QUOTED PASSAGE:
□ □ □ □ □ □ □

Since coffee was discovered in 11th century Ethiopia, billions of people have relied on a cup o’ joe to kick start the day. The love of coffee unites people from all walks of life, steadfast in their appreciation for the taste and stimulation it provides. Not to mention that epic freshly roasted smell – some people do not get out of bed for less!

The question of whether coffee is good or bad for you, however, is controversial. Coffee has some great qualities – reviews of clinical studies have shown that moderate consumption can be good for your heart and liver, it is rich in antioxidants and essential vitamins, and coffee drinkers may attest to improvements in mood! On the flipside, there is a raft of side effects that can be associated with high usage (more than five-six cups a day). Studies suggest that, among a host of other negative implications, coffee may stress your adrenal glands, kidneys, and stomach, and can contribute to blood sugar irregularities. Coffee is also considered a diuretic – promoting fluid loss which can lead to dehydration.

□ □ □ □ □ □ □

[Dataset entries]
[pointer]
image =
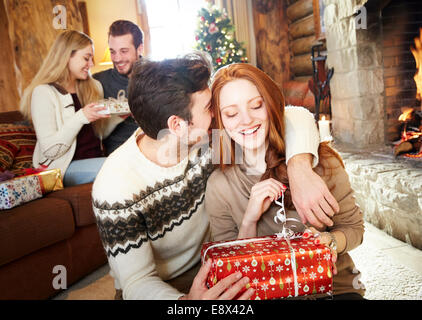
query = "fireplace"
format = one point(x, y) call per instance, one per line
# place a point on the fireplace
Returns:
point(374, 69)
point(372, 86)
point(401, 34)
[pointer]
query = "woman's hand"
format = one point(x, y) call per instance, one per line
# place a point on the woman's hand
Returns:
point(325, 239)
point(262, 195)
point(225, 289)
point(91, 112)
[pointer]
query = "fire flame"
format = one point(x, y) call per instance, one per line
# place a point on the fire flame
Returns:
point(406, 115)
point(417, 54)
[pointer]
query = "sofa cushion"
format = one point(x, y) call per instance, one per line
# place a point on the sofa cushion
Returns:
point(33, 226)
point(80, 199)
point(8, 151)
point(23, 136)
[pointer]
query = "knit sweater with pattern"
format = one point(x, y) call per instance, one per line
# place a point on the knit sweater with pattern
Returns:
point(152, 219)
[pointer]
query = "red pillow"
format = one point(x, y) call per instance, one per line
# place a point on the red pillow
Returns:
point(23, 136)
point(8, 151)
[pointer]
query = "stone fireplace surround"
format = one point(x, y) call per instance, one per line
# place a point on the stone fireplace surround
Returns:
point(388, 189)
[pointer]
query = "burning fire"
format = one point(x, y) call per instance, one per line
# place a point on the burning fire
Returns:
point(411, 137)
point(417, 54)
point(406, 115)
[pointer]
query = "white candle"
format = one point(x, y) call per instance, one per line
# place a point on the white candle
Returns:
point(324, 129)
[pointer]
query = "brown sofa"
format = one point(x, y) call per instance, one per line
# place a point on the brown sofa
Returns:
point(58, 229)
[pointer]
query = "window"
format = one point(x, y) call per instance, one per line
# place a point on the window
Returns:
point(172, 26)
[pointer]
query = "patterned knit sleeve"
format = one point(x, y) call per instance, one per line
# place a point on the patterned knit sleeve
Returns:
point(123, 232)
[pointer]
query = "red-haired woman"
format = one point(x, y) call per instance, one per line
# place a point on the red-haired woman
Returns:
point(249, 110)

□ □ □ □ □ □ □

TASKS:
[A] According to the coffee passage, when and where was coffee discovered?
[B] Decide whether each statement agrees with the coffee passage, and quote the words that settle each one. (i) The passage defines high usage as more than five or six cups a day. (ii) The passage says moderate coffee consumption is bad for the liver. (iii) The passage calls coffee a diuretic that can lead to dehydration.
[C] Carry on the coffee passage, starting after its final sentence.
The rows have no connection to the coffee passage.

OUTPUTS BY TASK:
[A] In 11th century Ethiopia.

[B] (i) Yes: "high usage (more than five-six cups a day)". (ii) No: "moderate consumption can be good for your heart and liver". (iii) Yes: "Coffee is also considered a diuretic – promoting fluid loss which can lead to dehydration."

[C]
Safe to say there may be times when coffee is not what the doctor ordered. So when you need to cut back or go without here are our top four picks for alternatives. Not all of them are as perky as coffee, but some are equally fortifying and/or more nutritious.



Tea largely gets a good rap though, due to the caffeine content, it’s best not to go overboard unless you’re drinking herbal. Like coffee, tea has a rich history and plays a similarly unifying role in society. There are many ‘varie-teas’ and, whether you prefer black, green, white or Oolong, tea is known to be an effective form of stress relief with less caffeine than coffee. If you go herbal tea, this is generally caffeine free, though always check the label.

In addition to the well-documented psychological benefits of tea, some research has shown it to be responsible for a decreased likelihood of type-2 diabetes and some forms of cancer, as well as improvements in cardiovascular health. It’s worth researching lots of different teas as each has slightly different physiological implications, but green, chamomile, liquorice, peppermint and ginger brews are a great place to start.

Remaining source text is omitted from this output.